# [STUDY QUESTIONS]
A - Using the ceramists in residence text, decide whether each statement agrees with it: (i) Véronique's pieces carry an irregular grey enamel; (ii) Patricia is outgoing and talkative; (iii) Manon inspired the saké ceremony being developed. For each, answer yes or no and quote the deciding words of the text.
B - Print the stretch of the ceramists in residence text from "Patricia seems to" through "by being present.", copying it word for word.

[Opening PASSAGE PROVIDED section]

Ceramists in residence
It was at a Nodate野 点 (an open air tea ceremony) that I first crossed paths with Véronique. Her ceramics, which accompanied our meals in the Vercors natural park, instantly convinced me that my project could not go ahead without them. From there, a discussion on the pottery and the form followed(/will follow) to develop these unique pieces with the irregular grey enamel evoking the moon’s energy, that I love so much. I made it my favourite plate at home, like a bowl that will follow me everywhere, in all times and places.
Patricia seems to indulge a little more in each of her pieces. Discreet and silent in personality, she’s intriguing. There is a secret language to her work…written more than spoken. Her forms are symbols and their subjects are profound. There are wines that give multiple readings and Patricia’s ceramics do this too. Each pattern gives light to a spiritual dimension and becomes beautiful when simply applied to one of her plates. This is the magic of this great ceramic artist who inspires so many others, bringing out the work of the chef simply by being present.
Manon, like the heroine of a novel, captures your attention as soon as you meet her. At her core, she enchants the world of the bowl with her softness and her poetic outlook on the world. For my sakés, I couldn’t find a better setting. The magic of tea populates her world and she is without a doubt one of my most Japanese ceramic artists. I can spend hours contemplating her bowls, and I taste differently after doing so. She is who inspired the saké ceremony that I am developing.

[Closing PASSAGE PROVIDED section]
[Opening DATA SECTION section]

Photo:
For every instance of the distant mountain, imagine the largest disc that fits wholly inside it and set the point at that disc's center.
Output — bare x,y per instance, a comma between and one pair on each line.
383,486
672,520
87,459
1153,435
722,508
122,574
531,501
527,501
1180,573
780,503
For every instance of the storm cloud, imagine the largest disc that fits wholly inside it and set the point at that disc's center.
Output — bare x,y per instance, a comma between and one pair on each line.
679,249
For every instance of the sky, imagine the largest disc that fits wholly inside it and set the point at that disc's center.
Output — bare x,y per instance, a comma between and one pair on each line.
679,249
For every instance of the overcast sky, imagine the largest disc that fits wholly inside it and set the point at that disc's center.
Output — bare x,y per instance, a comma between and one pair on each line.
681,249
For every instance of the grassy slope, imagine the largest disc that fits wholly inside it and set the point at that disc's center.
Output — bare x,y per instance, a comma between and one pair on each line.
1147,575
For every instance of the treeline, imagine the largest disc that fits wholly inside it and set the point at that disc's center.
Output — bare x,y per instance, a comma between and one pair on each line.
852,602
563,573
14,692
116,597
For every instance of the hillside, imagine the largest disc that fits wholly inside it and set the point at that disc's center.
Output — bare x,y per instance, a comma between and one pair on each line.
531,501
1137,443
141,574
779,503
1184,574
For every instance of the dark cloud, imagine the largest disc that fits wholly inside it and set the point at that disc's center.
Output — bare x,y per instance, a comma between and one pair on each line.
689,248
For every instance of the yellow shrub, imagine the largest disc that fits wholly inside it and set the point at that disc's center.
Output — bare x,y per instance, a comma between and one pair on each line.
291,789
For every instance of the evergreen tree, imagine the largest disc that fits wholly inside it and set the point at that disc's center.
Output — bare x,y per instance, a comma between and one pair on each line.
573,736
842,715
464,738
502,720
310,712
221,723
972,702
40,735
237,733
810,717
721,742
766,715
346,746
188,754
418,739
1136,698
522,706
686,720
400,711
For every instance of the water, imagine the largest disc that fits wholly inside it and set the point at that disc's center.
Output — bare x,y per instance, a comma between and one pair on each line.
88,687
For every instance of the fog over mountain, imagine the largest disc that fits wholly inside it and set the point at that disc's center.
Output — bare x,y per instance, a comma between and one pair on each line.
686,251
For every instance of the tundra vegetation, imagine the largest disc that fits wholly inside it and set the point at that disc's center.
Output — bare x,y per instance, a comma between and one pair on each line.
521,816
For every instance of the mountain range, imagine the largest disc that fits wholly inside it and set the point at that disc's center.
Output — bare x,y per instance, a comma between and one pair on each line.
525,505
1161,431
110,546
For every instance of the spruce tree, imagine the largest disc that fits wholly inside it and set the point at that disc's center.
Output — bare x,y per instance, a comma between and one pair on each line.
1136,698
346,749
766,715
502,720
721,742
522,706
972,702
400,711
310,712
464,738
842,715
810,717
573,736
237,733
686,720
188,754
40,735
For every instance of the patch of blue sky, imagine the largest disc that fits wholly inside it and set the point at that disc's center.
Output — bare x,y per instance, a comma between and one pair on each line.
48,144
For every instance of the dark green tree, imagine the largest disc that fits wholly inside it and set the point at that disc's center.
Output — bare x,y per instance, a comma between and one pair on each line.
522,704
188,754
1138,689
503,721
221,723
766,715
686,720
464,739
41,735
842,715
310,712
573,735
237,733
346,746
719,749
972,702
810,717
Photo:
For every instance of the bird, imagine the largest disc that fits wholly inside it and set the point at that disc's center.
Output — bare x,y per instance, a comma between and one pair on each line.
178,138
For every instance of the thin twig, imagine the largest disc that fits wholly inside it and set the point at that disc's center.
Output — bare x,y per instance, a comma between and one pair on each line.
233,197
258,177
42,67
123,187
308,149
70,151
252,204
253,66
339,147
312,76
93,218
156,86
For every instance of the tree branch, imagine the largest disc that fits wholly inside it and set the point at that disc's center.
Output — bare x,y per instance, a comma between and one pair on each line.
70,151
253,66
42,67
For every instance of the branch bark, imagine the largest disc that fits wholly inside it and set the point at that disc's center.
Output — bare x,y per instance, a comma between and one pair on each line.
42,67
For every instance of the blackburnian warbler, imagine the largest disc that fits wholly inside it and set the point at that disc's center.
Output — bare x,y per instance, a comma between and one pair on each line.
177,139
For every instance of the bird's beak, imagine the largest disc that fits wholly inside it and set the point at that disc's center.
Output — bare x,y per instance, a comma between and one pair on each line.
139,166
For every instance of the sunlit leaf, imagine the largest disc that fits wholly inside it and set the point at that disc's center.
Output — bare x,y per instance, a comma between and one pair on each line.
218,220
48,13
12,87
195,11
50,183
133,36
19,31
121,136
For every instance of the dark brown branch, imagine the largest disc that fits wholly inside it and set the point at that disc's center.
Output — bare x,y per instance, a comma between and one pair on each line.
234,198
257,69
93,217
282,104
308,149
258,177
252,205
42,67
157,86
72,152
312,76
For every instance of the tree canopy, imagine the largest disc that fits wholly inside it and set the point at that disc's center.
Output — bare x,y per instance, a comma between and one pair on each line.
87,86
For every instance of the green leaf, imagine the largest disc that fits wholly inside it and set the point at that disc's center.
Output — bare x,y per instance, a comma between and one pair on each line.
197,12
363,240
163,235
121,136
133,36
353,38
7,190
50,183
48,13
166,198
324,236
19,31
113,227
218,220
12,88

[Closing DATA SECTION section]

# [ANSWERS PER TASK]
A -
(i) Yes: "these unique pieces with the irregular grey enamel evoking the moon’s energy"
(ii) No: "Discreet and silent in personality, she’s intriguing."
(iii) Yes: "She is who inspired the saké ceremony that I am developing."

B -
Patricia seems to indulge a little more in each of her pieces. Discreet and silent in personality, she’s intriguing. There is a secret language to her work…written more than spoken. Her forms are symbols and their subjects are profound. There are wines that give multiple readings and Patricia’s ceramics do this too. Each pattern gives light to a spiritual dimension and becomes beautiful when simply applied to one of her plates. This is the magic of this great ceramic artist who inspires so many others, bringing out the work of the chef simply by being present.